__EXERCISE PROMPT__. Each entry below is to be duplicated precisely.

Records from a data source:
++++++++++++++++++++
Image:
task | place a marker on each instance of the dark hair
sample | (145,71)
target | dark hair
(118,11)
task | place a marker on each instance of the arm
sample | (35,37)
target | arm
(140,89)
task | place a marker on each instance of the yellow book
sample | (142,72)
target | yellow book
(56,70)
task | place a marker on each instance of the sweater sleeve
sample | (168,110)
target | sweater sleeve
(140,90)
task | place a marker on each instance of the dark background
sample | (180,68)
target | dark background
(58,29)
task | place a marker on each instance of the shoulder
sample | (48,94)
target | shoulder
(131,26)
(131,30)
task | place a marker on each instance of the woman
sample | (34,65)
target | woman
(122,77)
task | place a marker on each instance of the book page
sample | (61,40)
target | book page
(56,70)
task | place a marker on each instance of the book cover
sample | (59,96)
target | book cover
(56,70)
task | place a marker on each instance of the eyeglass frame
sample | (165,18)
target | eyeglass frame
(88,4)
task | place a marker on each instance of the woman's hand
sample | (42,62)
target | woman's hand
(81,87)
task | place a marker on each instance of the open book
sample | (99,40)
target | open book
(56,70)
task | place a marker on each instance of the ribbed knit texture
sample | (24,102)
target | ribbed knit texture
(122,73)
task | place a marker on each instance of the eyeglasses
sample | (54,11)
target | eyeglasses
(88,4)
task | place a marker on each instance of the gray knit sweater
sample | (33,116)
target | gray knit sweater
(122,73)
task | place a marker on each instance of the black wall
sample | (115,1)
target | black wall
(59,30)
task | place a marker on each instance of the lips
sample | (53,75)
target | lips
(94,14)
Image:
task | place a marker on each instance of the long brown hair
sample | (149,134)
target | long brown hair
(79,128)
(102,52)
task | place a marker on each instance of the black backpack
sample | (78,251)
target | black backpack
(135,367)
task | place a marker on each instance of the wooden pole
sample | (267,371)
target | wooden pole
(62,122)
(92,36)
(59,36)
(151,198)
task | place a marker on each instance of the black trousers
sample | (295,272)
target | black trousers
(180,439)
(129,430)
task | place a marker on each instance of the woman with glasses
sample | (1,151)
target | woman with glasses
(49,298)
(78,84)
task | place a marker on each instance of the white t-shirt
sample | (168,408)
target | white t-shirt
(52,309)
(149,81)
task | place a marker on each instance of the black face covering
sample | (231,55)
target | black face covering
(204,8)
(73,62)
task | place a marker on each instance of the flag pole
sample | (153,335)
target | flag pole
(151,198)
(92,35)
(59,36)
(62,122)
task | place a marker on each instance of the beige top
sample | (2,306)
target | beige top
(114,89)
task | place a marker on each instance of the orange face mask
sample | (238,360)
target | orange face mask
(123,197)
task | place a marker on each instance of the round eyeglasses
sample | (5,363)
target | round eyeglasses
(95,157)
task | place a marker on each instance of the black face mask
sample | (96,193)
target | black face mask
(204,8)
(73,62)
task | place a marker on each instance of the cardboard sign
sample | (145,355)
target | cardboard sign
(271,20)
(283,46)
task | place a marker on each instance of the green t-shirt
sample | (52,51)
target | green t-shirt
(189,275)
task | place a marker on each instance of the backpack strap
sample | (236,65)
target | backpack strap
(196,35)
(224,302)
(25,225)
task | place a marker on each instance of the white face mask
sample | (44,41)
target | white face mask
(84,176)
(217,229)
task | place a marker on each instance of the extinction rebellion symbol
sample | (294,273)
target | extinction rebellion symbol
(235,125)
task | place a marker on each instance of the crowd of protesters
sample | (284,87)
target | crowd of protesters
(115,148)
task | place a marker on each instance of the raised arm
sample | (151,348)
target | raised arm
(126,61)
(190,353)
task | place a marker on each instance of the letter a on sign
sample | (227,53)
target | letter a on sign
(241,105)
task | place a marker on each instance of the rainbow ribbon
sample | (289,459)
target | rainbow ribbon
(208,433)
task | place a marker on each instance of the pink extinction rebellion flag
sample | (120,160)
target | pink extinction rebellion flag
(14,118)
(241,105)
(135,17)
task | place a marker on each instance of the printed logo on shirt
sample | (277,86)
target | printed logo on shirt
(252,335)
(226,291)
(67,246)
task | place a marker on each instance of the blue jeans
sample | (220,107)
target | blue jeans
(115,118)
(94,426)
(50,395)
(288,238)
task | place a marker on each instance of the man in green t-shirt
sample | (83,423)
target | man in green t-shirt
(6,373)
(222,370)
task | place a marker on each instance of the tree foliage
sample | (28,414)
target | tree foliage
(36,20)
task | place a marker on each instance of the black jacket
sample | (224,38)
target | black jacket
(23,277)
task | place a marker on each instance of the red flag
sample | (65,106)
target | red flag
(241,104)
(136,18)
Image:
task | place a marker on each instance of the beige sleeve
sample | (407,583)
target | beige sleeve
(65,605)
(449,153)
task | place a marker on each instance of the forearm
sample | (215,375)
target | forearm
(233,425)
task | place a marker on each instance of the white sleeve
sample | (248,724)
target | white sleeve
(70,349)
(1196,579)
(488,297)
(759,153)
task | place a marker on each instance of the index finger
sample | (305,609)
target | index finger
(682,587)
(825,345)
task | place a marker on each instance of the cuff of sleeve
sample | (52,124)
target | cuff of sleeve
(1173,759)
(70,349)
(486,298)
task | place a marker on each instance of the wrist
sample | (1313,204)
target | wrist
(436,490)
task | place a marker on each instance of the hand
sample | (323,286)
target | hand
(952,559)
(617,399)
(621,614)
++++++++++++++++++++
__RESPONSE AREA__.
Image:
task | place a marker on each instance of the dark hair
sample | (145,71)
target | dark hair
(118,11)
task | place a marker on each instance of the arm
sample | (35,37)
target | arm
(140,89)
task | place a marker on each instance of the yellow book
sample | (142,72)
target | yellow book
(56,70)
task | place a marker on each instance of the sweater sleeve
sample | (168,110)
target | sweater sleeve
(140,90)
task | place a marker on each instance of the dark background
sample | (180,68)
target | dark background
(58,29)
task | place a marker on each instance of the shoulder
sample | (48,94)
target | shoulder
(131,26)
(131,30)
task | place a marker on each instance of the woman
sample | (34,65)
target | woman
(122,77)
task | place a marker on each instance of the book page
sample | (61,40)
target | book page
(56,70)
task | place a marker on each instance of the book cover
sample | (59,96)
target | book cover
(56,70)
task | place a marker on each instance of the eyeglass frame
sample | (165,18)
target | eyeglass frame
(88,4)
task | place a marker on each instance of the woman's hand
sample | (42,62)
target | woman's hand
(81,87)
task | place a marker on each instance of the open book
sample | (99,40)
target | open book
(56,70)
task | place a marker on each instance of the ribbed knit texture
sample | (24,102)
target | ribbed knit texture
(122,73)
task | place a marker on each instance of the eyeglasses
sample | (54,11)
target | eyeglasses
(88,4)
task | place a marker on each instance of the gray knit sweater
sample | (33,116)
target | gray knit sweater
(122,73)
task | place a marker on each instance of the black wall
sample | (115,1)
target | black wall
(59,30)
task | place a marker on each instance of the lips
sample | (53,75)
target | lips
(94,14)
Image:
task | place a marker on each instance of the long brown hair
sample | (149,134)
target | long brown hair
(79,128)
(102,52)
task | place a marker on each instance of the black backpack
sample | (78,251)
target | black backpack
(135,367)
task | place a marker on each instance of the wooden pole
sample | (267,371)
target | wooden pole
(62,122)
(92,36)
(59,36)
(151,198)
task | place a marker on each instance of the black trousers
sample | (295,272)
target | black trousers
(180,439)
(129,430)
task | place a marker on each instance of the woman with glasses
sample | (1,151)
target | woman with glasses
(49,298)
(78,84)
task | place a marker on each instance of the white t-shirt
sample | (168,408)
target | white t-shirt
(52,309)
(149,81)
task | place a marker on each instance of the black face covering
sample | (231,55)
target | black face covering
(204,8)
(73,62)
task | place a marker on each instance of the flag pole
sample | (153,335)
target | flag pole
(151,198)
(92,35)
(59,36)
(62,122)
task | place a marker on each instance of the beige top
sample | (2,306)
target | beige top
(114,89)
task | place a marker on each instance of the orange face mask
sample | (238,360)
target | orange face mask
(123,197)
task | place a marker on each instance of the round eyeglasses
sample | (5,363)
target | round eyeglasses
(95,157)
task | place a marker on each instance of the black face mask
sample | (96,193)
target | black face mask
(204,8)
(73,62)
task | place a marker on each instance of the cardboard sign
sample | (145,355)
target | cardboard sign
(271,20)
(283,46)
task | place a marker on each instance of the green t-shirt
sample | (52,51)
target | green t-shirt
(189,275)
task | place a marker on each instance of the backpack strap
sample | (236,65)
target | backpack strap
(196,35)
(224,302)
(25,225)
task | place a marker on each instance of the white face mask
sample | (44,41)
target | white face mask
(84,176)
(217,229)
task | place a marker on each instance of the extinction rebellion symbol
sample | (294,273)
target | extinction rebellion symbol
(235,125)
task | place a marker on each instance of the crowd of protesters
sample | (284,87)
target | crowd of protesters
(115,148)
task | place a marker on each instance of the raised arm
sample | (151,348)
target | raised arm
(126,61)
(190,353)
task | place a marker on each instance of the letter a on sign
sample | (227,53)
target | letter a on sign
(241,105)
task | place a marker on each instance of the rainbow ribbon
sample | (289,459)
target | rainbow ribbon
(208,433)
task | place a marker on each instance of the pink extinction rebellion flag
sample | (120,160)
target | pink extinction rebellion flag
(14,118)
(241,105)
(135,17)
task | place a marker on each instance of the printed logo on shirt
sample | (277,86)
target | printed logo on shirt
(252,335)
(226,291)
(67,246)
task | place a marker on each instance of the blue jeans
sample | (220,107)
target | blue jeans
(115,118)
(94,426)
(50,395)
(288,238)
task | place a marker on each instance of the man in green t-shirt
sample | (83,423)
target | man in green t-shirt
(6,373)
(222,370)
task | place a marker on each instance of the tree foliage
sample | (28,414)
target | tree foliage
(36,20)
task | place a marker on each instance of the black jacket
sample | (224,38)
target | black jacket
(23,277)
task | place a marker on each instance of the red flag
sample | (65,106)
target | red flag
(241,104)
(136,18)
Image:
task | place a marker on each instance of the beige sleeve
sample | (407,583)
target | beige sleeve
(65,605)
(449,153)
task | place a marker on each instance of the forearm
sample | (215,375)
target | forearm
(233,425)
task | place a marker on each instance of the white sleeve
sample | (248,724)
target | white sleeve
(70,349)
(1196,579)
(488,297)
(759,153)
task | place a marker on each instance of the index finger
sample | (305,609)
target | index finger
(682,587)
(825,345)
task | place a marker on each instance of the cuff of sleeve
sample | (52,124)
target | cuff of sleeve
(1173,759)
(70,349)
(486,298)
task | place a marker on each instance of the wrist
sample | (1313,204)
target | wrist
(436,490)
task | place a marker on each instance of the hand
sample | (323,286)
target | hand
(952,559)
(617,399)
(621,614)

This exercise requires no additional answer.